Task statement: Would you return the entries exactly, with every line intact?

Extracted information:
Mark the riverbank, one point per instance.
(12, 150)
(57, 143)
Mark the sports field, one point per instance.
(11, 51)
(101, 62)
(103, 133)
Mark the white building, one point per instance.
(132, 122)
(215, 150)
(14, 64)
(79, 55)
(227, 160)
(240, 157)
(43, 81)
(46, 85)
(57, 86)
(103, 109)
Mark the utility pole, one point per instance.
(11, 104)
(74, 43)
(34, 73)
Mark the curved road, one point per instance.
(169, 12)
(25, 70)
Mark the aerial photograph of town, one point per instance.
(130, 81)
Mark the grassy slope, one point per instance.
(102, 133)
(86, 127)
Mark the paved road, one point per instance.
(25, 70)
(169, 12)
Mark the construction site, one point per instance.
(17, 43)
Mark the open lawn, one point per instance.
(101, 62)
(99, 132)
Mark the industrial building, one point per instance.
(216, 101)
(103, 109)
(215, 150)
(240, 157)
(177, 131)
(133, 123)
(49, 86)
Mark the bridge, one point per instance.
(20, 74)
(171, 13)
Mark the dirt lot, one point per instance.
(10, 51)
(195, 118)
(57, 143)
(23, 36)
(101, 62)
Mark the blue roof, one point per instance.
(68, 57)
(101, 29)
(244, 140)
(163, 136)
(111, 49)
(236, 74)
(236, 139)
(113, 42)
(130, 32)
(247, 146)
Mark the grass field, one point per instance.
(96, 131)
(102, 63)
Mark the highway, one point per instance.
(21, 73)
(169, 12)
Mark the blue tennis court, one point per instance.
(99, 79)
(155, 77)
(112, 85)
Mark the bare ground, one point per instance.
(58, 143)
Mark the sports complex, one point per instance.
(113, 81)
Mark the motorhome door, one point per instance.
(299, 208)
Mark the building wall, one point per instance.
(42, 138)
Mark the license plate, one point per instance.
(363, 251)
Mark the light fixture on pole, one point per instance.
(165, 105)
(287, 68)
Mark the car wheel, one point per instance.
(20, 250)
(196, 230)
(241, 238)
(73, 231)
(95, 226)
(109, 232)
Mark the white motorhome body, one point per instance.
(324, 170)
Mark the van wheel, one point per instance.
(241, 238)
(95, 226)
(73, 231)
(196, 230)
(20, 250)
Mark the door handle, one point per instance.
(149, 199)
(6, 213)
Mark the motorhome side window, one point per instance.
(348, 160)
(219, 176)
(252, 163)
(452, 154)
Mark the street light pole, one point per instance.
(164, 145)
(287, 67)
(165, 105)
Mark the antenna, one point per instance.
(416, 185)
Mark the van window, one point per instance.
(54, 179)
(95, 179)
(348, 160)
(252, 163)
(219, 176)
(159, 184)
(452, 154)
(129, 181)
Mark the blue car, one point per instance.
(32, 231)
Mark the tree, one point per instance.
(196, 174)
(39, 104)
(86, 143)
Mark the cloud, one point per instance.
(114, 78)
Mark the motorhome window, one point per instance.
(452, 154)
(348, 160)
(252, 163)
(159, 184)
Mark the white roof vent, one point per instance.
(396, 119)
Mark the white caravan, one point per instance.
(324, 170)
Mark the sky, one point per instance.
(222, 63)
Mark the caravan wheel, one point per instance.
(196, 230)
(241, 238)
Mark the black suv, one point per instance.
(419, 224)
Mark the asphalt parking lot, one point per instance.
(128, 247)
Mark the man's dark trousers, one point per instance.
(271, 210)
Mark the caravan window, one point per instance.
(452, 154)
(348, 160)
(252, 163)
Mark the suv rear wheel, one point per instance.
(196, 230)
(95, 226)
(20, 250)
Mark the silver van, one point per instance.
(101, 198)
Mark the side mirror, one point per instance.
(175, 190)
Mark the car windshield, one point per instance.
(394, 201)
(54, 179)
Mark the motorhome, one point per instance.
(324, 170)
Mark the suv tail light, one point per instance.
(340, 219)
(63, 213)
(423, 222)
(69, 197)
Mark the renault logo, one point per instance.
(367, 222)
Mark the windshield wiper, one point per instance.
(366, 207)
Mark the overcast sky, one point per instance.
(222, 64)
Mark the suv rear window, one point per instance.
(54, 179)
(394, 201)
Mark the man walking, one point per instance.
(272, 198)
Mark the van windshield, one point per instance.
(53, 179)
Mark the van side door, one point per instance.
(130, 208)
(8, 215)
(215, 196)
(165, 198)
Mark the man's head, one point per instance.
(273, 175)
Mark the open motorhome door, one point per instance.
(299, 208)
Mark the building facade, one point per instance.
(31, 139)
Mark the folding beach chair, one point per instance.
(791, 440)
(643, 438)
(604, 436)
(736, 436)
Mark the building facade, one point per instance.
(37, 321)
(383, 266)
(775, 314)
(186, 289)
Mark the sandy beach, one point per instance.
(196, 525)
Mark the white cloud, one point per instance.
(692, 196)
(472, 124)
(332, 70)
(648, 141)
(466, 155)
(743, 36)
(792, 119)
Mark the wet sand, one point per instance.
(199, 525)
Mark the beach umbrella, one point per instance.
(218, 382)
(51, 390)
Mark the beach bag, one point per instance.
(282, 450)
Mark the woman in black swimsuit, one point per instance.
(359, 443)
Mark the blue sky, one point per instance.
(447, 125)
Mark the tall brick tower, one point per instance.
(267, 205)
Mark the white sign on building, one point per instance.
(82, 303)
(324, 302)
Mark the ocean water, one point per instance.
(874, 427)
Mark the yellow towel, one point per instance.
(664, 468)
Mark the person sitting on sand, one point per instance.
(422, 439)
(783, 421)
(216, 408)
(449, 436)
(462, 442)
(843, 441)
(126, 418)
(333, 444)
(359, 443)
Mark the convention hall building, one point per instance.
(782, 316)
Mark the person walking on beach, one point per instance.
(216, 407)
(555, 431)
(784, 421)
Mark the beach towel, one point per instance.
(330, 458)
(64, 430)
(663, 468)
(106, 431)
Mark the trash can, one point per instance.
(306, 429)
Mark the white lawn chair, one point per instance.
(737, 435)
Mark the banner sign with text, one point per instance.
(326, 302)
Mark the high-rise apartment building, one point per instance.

Response:
Mark the riverbank, one point per instance.
(12, 150)
(57, 143)
Mark the sports field, one point per instance.
(11, 51)
(101, 62)
(103, 133)
Mark the white building, one point per instance.
(132, 122)
(215, 150)
(14, 64)
(79, 55)
(227, 160)
(240, 157)
(43, 81)
(46, 85)
(57, 86)
(103, 109)
Mark the utility pole, one point per instance.
(11, 104)
(74, 43)
(34, 73)
Mark the curved road, one point per instance.
(169, 12)
(25, 70)
Mark the aerial photograph of town, one point per instance.
(130, 81)
Mark the grassy slope, one point per instance.
(102, 133)
(86, 127)
Mark the paved road, one point per instance.
(25, 70)
(169, 12)
Mark the construction site, one point per instance.
(17, 43)
Mark the open lawn, one point per instance.
(101, 62)
(99, 132)
Mark the industrial building, one point per instance.
(216, 101)
(103, 109)
(215, 150)
(240, 157)
(177, 131)
(133, 123)
(49, 86)
Mark the bridge, one point per instance.
(20, 74)
(171, 13)
Mark the dirt lot, one point per instance.
(10, 51)
(195, 118)
(57, 143)
(23, 36)
(101, 62)
Mark the blue roof, one point per instance.
(68, 57)
(101, 29)
(244, 140)
(163, 136)
(111, 49)
(236, 74)
(236, 139)
(113, 42)
(130, 32)
(247, 146)
Mark the grass field, one point per instance.
(96, 131)
(102, 63)
Mark the highway, one point per instance.
(21, 73)
(169, 12)
Mark the blue tennis court, one point per instance.
(99, 79)
(155, 77)
(112, 85)
Mark the bare ground, one point per instance.
(58, 143)
Mark the sports complex, one point per instance.
(113, 81)
Mark the motorhome door, one point per instance.
(299, 208)
Mark the building wall, one point per instance.
(42, 138)
Mark the license plate, one point per instance.
(363, 251)
Mark the light fixture on pole, one point per instance.
(165, 105)
(287, 68)
Mark the car wheel, one point per instance.
(20, 250)
(196, 230)
(241, 238)
(73, 231)
(95, 226)
(109, 232)
Mark the white motorhome body, one point per instance.
(324, 170)
Mark the van wheel, one point per instance.
(241, 238)
(95, 226)
(73, 231)
(196, 230)
(20, 250)
Mark the door handle, one point per instance.
(149, 199)
(6, 213)
Mark the motorhome side window, one point per instance.
(348, 160)
(219, 176)
(252, 163)
(452, 154)
Mark the street light pole, one point per instance.
(164, 145)
(287, 67)
(165, 105)
Mark the antenna, one point per instance.
(416, 185)
Mark the van window, one point per instance.
(54, 179)
(95, 179)
(348, 160)
(252, 163)
(219, 176)
(159, 184)
(452, 154)
(129, 181)
Mark the blue car, one point per instance.
(32, 231)
Mark the tree, one point per instance.
(196, 174)
(39, 104)
(86, 143)
Mark the cloud, one point per instance.
(114, 78)
Mark the motorhome window, one point per instance.
(452, 154)
(348, 160)
(252, 163)
(159, 184)
Mark the white roof vent, one point per instance.
(396, 119)
Mark the white caravan, one point per instance.
(324, 170)
Mark the sky, one point per instance.
(222, 63)
Mark the caravan wheel, one point per instance.
(196, 230)
(241, 238)
Mark the black suv, one point per instance.
(419, 224)
Mark the asphalt parking lot, one point per instance.
(128, 247)
Mark the man's dark trousers, one point per instance.
(271, 210)
Mark the caravan window, one point per instance.
(452, 154)
(348, 160)
(252, 163)
Mark the suv rear wheel, one point per instance.
(196, 230)
(95, 226)
(20, 250)
Mark the silver van, one point per instance.
(101, 198)
Mark the side mirror, one point per instance.
(175, 190)
Mark the car windshield, one point per instance.
(394, 201)
(54, 179)
Mark the motorhome, one point per instance.
(324, 170)
Mark the suv tail light, one point per instance.
(340, 219)
(63, 213)
(423, 222)
(69, 197)
Mark the renault logo, one point per instance.
(367, 222)
Mark the windshield wiper, one point per instance.
(366, 207)
Mark the overcast sky, one point per instance.
(222, 64)
Mark the suv rear window, one point per instance.
(54, 179)
(394, 201)
Mark the man walking, one point per instance.
(272, 198)
Mark the van windshield, one point per instance.
(53, 179)
Mark the van side door, one point per instance.
(130, 208)
(8, 215)
(215, 196)
(165, 198)
Mark the man's head, one point per instance.
(273, 175)
Mark the open motorhome door, one point per instance.
(299, 208)
Mark the building facade, one point per instance.
(31, 139)
Mark the folding beach chair, one point per instance.
(791, 440)
(643, 438)
(604, 436)
(736, 436)
Mark the building facade, one point per instance.
(37, 321)
(383, 266)
(775, 314)
(186, 289)
Mark the sandy beach, one point per instance.
(196, 525)
Mark the white cloud, one point per instance.
(692, 196)
(472, 124)
(332, 70)
(648, 141)
(466, 155)
(743, 36)
(792, 119)
Mark the wet sand, one point per instance.
(199, 525)
Mark the beach umbrella, one point per instance.
(218, 382)
(51, 390)
Mark the beach bag, one point per instance.
(282, 450)
Mark the woman in black swimsuit, one point per instance.
(359, 443)
Mark the blue sky, one point per instance.
(447, 125)
Mark the tall brick tower, one point per instance.
(267, 205)
Mark the white sign on building, one point per instance.
(82, 303)
(324, 302)
Mark the ocean water, one point per instance.
(874, 427)
Mark the yellow towel, one point per instance.
(664, 468)
Mark the person sitting on sand, one point per instance.
(422, 439)
(783, 421)
(216, 408)
(449, 436)
(462, 442)
(843, 441)
(126, 418)
(333, 444)
(359, 443)
Mark the convention hall building, one point per instance.
(782, 316)
Mark the person walking on beach, one point per instance.
(216, 407)
(555, 431)
(784, 421)
Mark the beach towel, one point per instance.
(330, 458)
(64, 430)
(663, 468)
(106, 431)
Mark the trash can, one point per instance.
(306, 429)
Mark the white lawn chair, one point per instance.
(737, 435)
Mark the banner sign with text, one point per instance.
(326, 302)
Mark the high-rise apartment building, one point per instance.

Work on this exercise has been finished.